_WHAT TO WORK ON_:
Carry over the records from their first line through the line containing "[[1014, 515], [599, 537]]", both ends included, keeping the requests unchanged and adding -142 to every coordinate value in the answers. Omit the pictures from the output.

_Excerpts of pointing data_:
******************************
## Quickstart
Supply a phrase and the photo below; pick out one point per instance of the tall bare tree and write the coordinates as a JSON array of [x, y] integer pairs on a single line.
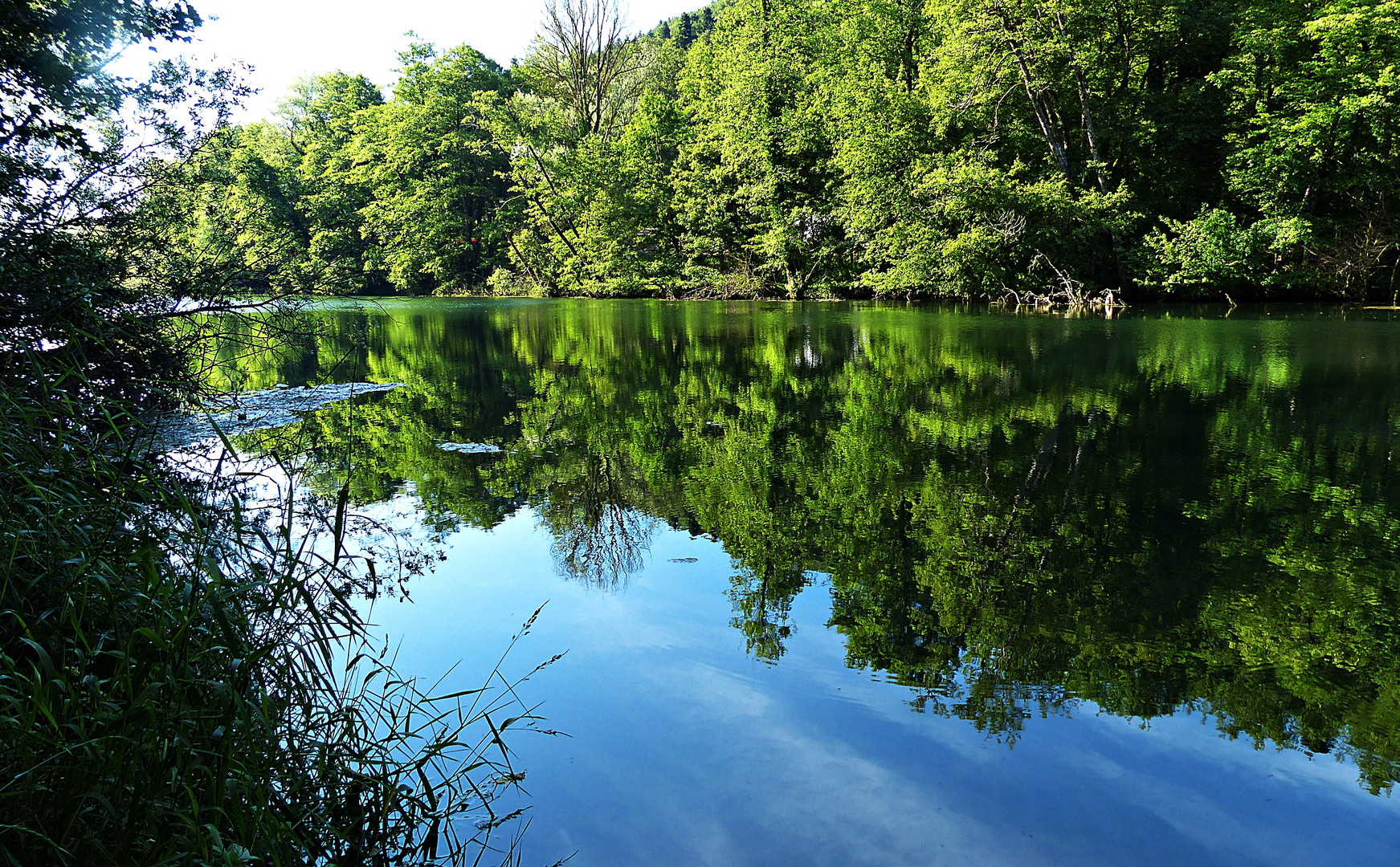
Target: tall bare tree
[[584, 59]]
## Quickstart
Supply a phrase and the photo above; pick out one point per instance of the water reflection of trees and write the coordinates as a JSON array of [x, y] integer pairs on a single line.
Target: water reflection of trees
[[1014, 515], [599, 537]]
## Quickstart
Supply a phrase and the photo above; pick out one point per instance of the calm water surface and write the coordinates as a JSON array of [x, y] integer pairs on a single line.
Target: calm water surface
[[885, 585]]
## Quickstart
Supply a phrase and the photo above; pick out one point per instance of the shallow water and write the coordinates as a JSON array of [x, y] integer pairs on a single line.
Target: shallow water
[[899, 585]]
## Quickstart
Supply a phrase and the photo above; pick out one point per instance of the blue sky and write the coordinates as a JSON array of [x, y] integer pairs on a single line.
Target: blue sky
[[284, 39]]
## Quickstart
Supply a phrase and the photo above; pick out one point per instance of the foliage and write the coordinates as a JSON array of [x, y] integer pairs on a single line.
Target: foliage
[[970, 149], [185, 673]]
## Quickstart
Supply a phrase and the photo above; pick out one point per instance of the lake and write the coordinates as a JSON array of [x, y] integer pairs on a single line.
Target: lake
[[876, 584]]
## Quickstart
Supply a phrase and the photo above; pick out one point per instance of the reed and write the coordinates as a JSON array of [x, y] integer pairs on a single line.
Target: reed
[[186, 676]]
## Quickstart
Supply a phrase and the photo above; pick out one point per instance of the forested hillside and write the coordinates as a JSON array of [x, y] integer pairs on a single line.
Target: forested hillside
[[815, 149]]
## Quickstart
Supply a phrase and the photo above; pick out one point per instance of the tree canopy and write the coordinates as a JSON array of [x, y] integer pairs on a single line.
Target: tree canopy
[[806, 149]]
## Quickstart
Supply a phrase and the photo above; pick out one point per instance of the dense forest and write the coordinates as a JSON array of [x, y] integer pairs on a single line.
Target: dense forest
[[817, 149]]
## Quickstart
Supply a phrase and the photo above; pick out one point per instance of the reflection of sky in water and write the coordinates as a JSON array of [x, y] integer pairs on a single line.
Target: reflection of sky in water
[[685, 750]]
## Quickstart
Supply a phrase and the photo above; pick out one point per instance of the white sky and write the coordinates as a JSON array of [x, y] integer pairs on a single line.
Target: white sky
[[284, 39]]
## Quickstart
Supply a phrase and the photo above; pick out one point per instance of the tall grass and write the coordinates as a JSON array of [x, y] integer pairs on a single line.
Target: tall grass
[[186, 677]]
******************************
_COMPLETE RESPONSE_:
## Quickstart
Supply a phrase and the photo below; pick out one point per instance of the tall bare tree and write the coordinates as a JSON array of [x, y] integer pairs on a single line.
Target: tall bare tree
[[442, -83]]
## Quickstart
Supply a phrase and the photo above; pick out one point per instance of the water reflection of trees and write the coordinates as a JSON array of [x, y] integer pairs on a single line.
Target: water reflection of trees
[[872, 373], [457, 395]]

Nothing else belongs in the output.